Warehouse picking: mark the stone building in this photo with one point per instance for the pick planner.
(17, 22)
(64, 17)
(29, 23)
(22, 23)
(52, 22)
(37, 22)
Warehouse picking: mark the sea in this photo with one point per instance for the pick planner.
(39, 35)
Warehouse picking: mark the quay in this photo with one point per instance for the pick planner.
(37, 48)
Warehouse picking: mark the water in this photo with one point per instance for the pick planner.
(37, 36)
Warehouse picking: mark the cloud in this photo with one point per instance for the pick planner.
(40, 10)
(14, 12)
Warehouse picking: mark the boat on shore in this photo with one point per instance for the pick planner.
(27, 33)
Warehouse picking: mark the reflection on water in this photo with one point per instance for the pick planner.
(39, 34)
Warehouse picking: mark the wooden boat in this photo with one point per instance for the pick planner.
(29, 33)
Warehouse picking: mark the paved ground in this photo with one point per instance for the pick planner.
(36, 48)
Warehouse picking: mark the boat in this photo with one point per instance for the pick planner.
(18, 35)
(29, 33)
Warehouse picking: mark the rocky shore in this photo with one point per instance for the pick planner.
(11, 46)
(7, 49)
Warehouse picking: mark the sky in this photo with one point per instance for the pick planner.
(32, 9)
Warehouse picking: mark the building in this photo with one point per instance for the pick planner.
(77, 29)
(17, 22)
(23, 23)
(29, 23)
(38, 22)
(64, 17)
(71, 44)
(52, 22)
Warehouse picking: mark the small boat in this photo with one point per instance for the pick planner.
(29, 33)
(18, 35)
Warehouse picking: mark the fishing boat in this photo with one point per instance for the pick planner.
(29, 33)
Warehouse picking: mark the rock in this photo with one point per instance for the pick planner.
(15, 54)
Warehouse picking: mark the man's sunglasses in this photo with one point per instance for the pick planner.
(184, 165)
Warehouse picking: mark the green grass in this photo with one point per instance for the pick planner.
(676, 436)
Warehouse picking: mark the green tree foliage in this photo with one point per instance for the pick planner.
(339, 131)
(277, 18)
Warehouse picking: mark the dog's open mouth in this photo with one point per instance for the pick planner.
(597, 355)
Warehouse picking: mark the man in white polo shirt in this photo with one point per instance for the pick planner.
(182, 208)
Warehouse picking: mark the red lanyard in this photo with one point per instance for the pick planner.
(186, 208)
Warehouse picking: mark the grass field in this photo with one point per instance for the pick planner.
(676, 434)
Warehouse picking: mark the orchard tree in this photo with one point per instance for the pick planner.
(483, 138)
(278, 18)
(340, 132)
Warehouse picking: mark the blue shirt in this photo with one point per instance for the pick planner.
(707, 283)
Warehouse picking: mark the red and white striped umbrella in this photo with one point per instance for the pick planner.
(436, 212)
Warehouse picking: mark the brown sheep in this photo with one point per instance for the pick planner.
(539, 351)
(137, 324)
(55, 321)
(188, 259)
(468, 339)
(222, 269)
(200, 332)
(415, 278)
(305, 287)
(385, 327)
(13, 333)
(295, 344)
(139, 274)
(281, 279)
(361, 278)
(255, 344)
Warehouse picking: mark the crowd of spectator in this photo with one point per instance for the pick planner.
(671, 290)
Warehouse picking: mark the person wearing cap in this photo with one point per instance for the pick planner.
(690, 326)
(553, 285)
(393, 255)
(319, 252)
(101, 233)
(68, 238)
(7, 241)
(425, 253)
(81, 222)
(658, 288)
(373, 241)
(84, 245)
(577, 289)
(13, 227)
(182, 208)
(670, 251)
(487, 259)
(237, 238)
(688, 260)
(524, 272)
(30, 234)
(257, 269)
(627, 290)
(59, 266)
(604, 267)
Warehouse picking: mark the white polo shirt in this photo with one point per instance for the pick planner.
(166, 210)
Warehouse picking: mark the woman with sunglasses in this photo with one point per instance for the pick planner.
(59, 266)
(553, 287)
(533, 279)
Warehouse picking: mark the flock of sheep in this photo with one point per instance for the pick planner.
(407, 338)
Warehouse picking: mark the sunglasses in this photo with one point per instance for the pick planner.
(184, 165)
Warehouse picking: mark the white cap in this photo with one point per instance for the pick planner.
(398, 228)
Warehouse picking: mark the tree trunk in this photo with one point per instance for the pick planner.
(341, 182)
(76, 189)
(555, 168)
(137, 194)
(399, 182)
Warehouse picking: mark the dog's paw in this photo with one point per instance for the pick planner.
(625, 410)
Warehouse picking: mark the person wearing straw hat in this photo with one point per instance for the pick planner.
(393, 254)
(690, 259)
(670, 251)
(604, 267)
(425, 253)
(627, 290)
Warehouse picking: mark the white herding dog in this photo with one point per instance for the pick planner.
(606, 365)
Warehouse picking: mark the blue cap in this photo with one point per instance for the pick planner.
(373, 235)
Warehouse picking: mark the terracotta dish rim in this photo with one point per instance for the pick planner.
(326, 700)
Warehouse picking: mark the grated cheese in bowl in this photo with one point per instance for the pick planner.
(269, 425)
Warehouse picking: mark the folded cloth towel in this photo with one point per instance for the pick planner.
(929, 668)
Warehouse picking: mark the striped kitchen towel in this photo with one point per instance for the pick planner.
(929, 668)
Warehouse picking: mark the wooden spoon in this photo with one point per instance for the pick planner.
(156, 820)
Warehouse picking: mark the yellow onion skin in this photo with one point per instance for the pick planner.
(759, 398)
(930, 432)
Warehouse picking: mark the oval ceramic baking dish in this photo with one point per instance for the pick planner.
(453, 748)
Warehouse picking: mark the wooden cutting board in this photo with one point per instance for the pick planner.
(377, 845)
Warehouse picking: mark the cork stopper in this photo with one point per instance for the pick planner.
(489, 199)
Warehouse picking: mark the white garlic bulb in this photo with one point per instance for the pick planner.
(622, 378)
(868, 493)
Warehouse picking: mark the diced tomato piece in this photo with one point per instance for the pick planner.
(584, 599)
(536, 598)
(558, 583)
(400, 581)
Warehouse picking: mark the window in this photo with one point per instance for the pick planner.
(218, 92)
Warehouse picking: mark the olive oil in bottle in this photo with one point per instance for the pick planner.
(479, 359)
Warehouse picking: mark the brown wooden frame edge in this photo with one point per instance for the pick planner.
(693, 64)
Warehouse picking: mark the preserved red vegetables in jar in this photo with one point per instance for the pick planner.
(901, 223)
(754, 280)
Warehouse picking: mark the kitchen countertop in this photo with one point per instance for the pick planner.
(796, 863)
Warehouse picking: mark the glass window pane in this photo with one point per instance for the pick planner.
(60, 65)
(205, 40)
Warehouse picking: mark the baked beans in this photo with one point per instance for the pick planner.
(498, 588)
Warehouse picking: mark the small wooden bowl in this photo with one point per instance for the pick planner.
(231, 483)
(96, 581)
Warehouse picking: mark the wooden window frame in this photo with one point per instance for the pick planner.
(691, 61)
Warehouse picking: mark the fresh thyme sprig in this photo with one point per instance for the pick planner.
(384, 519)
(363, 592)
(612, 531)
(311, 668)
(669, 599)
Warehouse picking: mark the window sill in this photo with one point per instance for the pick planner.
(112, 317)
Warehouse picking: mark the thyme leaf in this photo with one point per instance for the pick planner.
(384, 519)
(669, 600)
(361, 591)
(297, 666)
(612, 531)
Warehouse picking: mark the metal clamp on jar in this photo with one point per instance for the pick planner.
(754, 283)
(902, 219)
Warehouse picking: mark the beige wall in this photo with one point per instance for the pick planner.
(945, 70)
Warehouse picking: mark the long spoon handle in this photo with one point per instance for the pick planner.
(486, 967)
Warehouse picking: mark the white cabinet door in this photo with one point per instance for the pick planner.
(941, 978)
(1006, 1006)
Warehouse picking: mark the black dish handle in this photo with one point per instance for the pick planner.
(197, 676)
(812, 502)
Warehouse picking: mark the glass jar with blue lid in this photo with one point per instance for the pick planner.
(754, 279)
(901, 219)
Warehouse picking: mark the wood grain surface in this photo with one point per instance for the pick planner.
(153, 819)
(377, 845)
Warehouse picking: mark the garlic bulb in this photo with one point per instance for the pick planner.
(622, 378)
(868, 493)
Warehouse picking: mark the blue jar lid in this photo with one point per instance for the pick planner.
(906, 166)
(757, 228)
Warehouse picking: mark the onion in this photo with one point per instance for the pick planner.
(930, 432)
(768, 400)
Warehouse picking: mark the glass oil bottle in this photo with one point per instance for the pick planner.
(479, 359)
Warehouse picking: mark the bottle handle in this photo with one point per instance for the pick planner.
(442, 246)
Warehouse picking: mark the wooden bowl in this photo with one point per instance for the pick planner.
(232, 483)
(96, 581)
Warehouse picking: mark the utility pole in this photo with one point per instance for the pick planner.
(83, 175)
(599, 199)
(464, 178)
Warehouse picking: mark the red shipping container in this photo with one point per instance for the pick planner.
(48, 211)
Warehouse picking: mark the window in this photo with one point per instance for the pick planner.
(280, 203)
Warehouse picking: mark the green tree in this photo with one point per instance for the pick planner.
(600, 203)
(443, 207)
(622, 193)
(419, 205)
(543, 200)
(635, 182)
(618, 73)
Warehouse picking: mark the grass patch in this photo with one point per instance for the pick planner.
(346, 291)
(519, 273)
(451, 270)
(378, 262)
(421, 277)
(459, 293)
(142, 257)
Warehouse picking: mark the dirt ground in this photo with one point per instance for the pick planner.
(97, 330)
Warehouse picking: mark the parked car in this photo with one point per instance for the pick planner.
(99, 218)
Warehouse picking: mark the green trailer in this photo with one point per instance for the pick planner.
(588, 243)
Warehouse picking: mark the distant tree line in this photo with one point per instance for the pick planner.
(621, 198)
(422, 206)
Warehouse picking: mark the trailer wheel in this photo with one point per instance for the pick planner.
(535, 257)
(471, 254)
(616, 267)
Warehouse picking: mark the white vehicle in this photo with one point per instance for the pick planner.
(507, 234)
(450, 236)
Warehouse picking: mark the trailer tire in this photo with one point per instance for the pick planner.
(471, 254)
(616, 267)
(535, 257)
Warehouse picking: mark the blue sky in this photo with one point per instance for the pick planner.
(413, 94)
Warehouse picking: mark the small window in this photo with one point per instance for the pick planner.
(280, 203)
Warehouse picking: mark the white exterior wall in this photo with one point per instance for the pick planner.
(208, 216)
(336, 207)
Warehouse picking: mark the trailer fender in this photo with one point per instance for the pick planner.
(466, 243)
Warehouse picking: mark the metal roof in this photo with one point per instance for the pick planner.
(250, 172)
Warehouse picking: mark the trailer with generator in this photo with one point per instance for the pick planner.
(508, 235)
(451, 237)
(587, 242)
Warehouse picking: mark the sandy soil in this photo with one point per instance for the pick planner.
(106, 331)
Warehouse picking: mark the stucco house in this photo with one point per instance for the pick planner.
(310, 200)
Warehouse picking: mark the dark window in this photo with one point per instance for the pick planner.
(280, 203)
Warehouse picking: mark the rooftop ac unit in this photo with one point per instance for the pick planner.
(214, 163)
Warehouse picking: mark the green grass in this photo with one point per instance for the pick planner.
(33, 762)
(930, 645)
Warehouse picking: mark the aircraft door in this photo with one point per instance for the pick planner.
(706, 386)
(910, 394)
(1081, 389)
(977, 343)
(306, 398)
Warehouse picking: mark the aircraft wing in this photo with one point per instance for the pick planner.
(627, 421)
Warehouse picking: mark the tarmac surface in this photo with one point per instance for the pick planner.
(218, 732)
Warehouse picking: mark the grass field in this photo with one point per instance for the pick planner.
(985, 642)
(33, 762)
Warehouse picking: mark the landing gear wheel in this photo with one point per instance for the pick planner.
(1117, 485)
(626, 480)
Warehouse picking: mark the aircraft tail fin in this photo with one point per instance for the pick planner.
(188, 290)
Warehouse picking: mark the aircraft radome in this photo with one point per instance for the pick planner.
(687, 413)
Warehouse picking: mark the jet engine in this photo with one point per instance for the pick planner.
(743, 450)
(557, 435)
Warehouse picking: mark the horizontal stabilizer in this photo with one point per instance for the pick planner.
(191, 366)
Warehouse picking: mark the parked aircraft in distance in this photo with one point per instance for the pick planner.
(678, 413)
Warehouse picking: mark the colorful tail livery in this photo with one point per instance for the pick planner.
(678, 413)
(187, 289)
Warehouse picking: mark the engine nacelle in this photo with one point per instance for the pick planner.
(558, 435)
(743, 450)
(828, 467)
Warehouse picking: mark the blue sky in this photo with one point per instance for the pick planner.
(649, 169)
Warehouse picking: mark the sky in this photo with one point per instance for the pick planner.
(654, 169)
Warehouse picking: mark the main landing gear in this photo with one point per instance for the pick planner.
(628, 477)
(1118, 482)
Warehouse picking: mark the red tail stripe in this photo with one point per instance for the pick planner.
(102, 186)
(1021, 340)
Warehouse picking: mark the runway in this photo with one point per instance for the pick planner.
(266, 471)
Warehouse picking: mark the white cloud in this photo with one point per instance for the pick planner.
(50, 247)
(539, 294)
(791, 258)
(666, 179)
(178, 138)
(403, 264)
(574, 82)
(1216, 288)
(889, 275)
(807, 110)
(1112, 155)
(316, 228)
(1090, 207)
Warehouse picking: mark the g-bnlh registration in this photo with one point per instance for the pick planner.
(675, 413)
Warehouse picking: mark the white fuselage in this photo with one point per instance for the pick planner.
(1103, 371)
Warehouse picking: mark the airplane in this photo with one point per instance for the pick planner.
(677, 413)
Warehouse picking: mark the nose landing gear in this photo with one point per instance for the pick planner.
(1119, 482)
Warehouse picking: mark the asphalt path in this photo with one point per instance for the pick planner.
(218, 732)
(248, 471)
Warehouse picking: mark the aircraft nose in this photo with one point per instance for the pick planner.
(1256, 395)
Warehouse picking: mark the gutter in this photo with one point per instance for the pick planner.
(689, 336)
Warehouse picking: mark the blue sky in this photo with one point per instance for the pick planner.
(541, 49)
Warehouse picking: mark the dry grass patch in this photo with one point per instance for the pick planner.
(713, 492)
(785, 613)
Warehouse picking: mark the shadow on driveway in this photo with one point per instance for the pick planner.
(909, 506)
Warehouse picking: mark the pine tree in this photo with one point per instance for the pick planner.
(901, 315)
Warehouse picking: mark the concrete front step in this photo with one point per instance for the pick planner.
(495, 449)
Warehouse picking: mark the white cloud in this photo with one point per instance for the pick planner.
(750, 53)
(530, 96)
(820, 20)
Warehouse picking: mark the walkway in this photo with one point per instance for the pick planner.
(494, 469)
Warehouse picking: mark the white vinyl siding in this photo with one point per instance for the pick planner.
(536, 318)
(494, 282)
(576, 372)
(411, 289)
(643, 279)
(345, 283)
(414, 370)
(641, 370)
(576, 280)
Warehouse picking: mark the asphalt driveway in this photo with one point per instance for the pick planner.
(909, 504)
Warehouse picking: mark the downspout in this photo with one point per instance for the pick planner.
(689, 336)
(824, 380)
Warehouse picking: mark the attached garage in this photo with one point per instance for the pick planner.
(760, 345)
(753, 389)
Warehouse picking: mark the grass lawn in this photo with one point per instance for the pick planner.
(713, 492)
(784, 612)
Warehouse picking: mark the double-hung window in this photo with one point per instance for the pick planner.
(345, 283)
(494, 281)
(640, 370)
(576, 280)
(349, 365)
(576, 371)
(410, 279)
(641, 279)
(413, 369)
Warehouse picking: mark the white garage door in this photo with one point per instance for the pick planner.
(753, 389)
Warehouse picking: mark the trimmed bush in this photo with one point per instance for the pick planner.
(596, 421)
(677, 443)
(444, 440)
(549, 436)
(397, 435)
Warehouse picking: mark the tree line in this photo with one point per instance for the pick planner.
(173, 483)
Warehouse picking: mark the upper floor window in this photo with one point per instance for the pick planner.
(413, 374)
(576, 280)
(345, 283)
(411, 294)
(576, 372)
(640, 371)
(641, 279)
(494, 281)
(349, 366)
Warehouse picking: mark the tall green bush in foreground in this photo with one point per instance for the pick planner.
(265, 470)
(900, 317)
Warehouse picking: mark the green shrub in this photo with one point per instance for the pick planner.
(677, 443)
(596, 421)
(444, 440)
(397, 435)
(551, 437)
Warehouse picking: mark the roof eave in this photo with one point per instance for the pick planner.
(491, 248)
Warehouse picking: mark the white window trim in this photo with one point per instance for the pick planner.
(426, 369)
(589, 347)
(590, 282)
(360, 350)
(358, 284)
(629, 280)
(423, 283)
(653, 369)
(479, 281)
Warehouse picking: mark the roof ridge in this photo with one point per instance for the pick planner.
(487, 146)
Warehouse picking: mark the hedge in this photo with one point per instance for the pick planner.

########################################

Exercise brief: Only the lines from the one that contains "Warehouse picking: mark the roof eave" to the end of the entries above should be given again, exactly and in full.

Output of the task:
Warehouse picking: mark the roof eave in this photo with one point per instance for the pick planner.
(491, 248)
Warehouse picking: mark the white window trim in this photo with one point per instance for the pick planner.
(426, 369)
(589, 347)
(590, 282)
(360, 350)
(358, 284)
(629, 280)
(423, 283)
(653, 369)
(479, 281)
Warehouse picking: mark the roof ridge in this photo with one point per instance for the pick planner.
(487, 146)
Warehouse picking: mark the hedge in this photo with one point per instance for the pick planner.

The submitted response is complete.